Work to do
Return, unchanged, everything from the line containing "rooftop and supply a bounding box per instance." down to the end of the records, including both ends.

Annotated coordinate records
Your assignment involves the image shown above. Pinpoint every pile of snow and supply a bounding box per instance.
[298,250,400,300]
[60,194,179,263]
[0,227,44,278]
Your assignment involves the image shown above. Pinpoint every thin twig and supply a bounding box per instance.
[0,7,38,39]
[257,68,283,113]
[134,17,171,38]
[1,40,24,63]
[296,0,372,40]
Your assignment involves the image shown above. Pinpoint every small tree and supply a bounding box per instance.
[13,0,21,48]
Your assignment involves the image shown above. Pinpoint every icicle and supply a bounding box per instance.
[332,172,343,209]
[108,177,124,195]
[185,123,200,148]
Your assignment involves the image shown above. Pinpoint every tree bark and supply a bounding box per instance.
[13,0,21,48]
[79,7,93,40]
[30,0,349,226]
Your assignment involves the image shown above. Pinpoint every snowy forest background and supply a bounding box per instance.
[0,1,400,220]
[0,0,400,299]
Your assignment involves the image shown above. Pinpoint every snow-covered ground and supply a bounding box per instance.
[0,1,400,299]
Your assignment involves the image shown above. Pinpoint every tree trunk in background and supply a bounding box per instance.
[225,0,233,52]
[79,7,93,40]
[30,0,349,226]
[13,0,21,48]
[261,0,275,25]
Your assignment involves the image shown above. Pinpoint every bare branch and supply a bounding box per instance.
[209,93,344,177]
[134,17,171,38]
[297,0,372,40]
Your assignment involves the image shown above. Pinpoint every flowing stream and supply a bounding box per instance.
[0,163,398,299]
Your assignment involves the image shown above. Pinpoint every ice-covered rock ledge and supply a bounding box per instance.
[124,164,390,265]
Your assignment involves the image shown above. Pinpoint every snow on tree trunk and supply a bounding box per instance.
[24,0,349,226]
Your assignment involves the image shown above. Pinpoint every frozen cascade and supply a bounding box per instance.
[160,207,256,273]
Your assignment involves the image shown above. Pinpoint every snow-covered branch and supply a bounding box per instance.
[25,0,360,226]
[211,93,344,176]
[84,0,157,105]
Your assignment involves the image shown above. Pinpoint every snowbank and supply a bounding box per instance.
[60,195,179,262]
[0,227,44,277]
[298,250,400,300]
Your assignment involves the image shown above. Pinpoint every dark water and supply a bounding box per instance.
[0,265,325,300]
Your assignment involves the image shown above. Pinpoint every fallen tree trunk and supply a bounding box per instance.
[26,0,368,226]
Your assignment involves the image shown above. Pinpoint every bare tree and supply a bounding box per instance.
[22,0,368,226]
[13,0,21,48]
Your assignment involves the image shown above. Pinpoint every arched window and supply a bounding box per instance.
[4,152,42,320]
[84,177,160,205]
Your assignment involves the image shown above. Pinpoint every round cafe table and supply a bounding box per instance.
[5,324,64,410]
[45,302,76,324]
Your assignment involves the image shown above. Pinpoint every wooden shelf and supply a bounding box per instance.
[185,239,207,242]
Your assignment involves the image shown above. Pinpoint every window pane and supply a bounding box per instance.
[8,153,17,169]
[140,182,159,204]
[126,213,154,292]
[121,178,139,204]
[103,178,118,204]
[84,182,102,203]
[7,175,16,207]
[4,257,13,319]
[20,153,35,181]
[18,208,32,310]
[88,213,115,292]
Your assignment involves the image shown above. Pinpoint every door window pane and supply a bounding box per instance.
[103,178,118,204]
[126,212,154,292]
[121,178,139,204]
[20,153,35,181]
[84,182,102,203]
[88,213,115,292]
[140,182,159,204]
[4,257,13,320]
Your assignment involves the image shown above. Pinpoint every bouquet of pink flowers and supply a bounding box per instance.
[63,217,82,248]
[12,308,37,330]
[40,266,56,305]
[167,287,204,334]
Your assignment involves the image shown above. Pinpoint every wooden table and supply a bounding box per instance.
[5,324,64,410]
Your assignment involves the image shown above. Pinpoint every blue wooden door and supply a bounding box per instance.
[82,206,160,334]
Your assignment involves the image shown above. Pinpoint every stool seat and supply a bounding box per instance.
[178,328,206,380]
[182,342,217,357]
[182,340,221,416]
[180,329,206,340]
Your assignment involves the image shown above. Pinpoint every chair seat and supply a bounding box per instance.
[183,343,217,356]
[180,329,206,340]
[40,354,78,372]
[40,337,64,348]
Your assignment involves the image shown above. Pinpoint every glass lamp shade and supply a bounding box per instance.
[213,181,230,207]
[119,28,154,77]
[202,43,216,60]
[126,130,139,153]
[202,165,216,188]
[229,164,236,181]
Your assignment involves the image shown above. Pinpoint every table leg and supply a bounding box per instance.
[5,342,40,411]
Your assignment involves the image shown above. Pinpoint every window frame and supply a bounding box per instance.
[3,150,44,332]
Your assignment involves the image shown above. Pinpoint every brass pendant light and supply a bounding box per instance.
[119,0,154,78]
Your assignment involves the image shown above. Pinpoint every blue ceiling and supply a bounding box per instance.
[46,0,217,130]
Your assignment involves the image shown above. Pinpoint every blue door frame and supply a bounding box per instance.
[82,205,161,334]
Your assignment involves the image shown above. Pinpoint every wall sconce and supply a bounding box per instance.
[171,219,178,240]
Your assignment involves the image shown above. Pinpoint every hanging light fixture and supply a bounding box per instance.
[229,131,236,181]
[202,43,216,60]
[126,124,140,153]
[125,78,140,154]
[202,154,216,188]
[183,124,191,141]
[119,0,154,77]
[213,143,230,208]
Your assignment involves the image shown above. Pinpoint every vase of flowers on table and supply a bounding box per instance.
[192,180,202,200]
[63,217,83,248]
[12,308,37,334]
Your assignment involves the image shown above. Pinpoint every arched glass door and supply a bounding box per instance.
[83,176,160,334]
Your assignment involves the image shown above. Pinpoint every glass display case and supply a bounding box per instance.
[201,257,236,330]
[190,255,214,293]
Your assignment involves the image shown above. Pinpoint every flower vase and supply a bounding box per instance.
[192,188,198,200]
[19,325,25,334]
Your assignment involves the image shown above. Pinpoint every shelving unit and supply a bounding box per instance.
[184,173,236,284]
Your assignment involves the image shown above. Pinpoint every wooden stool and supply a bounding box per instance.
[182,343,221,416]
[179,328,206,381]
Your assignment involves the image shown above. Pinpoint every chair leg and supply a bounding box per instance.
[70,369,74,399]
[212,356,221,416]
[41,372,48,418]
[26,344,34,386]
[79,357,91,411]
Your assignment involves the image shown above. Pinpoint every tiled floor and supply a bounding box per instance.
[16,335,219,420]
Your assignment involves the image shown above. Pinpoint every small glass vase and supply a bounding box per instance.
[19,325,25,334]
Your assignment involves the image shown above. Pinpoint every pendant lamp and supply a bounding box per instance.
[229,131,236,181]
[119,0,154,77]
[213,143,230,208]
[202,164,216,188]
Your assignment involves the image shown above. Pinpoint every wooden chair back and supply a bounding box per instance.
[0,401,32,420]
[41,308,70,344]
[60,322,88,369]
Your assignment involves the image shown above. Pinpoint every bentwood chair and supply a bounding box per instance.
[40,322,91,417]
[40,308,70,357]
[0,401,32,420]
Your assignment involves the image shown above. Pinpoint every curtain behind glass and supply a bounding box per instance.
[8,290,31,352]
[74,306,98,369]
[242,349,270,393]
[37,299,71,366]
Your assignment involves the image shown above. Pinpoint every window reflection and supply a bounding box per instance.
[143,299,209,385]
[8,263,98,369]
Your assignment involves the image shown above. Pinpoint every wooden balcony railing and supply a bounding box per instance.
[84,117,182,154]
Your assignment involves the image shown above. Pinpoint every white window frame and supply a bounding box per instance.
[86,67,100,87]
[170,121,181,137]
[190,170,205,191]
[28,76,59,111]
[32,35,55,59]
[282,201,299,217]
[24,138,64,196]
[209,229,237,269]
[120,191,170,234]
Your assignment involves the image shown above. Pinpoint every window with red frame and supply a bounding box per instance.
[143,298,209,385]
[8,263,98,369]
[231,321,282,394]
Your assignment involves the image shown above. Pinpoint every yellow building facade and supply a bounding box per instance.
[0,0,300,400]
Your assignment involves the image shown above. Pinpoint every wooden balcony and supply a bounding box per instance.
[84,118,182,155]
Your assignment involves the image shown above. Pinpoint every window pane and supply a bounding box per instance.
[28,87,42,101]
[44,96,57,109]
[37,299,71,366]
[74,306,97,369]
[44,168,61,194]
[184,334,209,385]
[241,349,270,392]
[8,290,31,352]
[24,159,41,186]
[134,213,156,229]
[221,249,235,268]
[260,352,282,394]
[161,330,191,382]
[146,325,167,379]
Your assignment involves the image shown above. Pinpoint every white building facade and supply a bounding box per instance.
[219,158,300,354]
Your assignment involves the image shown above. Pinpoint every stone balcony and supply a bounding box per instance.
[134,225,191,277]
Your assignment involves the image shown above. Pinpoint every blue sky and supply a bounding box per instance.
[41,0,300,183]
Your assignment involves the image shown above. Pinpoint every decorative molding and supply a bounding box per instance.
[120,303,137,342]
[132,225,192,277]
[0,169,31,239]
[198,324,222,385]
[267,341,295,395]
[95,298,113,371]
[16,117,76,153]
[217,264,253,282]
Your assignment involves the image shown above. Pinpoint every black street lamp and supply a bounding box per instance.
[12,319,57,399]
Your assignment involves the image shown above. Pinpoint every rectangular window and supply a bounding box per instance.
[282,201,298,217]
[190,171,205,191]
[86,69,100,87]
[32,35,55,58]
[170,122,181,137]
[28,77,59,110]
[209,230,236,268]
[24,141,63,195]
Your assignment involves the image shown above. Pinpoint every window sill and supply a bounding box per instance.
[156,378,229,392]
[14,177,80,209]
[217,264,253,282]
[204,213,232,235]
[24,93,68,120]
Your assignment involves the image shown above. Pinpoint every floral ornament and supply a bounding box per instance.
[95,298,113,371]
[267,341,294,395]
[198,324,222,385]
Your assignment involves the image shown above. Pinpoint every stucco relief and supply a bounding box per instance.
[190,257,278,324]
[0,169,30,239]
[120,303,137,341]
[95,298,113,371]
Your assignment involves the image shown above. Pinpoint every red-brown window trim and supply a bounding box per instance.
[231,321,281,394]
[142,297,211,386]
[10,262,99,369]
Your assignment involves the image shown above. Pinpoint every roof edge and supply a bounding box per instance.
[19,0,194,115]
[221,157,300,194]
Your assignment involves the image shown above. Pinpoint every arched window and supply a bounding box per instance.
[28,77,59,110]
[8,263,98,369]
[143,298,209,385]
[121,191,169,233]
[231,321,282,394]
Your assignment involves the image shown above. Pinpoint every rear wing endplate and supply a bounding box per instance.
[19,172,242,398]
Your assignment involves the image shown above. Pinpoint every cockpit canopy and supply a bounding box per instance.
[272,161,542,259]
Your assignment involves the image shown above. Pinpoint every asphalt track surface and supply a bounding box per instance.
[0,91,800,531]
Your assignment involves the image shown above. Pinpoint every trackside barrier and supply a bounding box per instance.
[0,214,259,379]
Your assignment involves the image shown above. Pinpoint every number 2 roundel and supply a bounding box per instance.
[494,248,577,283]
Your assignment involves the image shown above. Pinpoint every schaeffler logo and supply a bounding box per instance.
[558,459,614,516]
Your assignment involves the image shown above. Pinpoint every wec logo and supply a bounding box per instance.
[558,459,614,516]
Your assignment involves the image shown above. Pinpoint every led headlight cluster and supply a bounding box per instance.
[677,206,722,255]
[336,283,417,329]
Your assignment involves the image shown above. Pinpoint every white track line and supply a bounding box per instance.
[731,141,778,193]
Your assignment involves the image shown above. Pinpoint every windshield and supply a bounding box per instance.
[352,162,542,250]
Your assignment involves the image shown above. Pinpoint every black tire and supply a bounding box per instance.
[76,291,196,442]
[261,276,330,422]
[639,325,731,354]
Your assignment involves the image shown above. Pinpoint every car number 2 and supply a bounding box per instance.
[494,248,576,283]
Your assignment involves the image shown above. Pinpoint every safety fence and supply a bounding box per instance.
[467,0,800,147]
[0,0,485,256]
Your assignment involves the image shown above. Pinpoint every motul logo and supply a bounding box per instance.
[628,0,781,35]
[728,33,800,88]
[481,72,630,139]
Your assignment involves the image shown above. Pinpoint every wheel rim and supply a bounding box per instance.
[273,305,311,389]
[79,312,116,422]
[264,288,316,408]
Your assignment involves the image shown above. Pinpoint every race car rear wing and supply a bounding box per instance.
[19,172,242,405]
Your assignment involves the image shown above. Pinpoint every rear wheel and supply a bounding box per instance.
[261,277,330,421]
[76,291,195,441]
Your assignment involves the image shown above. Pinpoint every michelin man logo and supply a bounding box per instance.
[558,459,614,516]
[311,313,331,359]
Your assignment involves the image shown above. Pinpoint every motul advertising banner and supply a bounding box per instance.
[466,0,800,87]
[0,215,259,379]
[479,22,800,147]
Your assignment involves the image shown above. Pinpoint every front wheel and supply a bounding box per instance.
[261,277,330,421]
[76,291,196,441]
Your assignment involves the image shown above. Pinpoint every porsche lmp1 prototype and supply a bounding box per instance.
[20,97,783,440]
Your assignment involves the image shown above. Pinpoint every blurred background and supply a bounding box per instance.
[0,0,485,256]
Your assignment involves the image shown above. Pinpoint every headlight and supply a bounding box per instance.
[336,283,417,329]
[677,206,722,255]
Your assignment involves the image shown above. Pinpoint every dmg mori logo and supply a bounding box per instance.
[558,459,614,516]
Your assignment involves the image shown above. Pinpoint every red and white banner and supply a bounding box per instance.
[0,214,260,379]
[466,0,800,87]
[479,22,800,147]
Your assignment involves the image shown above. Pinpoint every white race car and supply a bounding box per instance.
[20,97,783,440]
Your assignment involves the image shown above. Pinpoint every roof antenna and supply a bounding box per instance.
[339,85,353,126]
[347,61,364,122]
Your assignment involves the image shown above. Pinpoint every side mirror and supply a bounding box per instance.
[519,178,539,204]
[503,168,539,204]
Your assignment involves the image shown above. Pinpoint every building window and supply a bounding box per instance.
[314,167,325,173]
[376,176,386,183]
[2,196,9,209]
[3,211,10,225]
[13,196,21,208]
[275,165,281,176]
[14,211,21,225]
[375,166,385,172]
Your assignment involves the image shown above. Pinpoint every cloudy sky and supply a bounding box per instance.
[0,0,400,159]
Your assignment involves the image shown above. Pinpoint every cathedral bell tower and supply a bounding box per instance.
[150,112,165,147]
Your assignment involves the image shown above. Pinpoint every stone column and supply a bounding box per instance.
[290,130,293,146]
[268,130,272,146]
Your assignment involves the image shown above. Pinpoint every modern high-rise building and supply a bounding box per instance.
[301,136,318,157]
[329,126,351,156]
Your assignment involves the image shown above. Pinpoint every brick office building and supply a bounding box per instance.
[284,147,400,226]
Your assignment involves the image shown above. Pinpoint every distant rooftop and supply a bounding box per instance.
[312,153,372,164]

Reply
Your assignment involves the image shown above. Pinpoint every distant rooftop and supply a bounding box per instance.
[312,153,372,164]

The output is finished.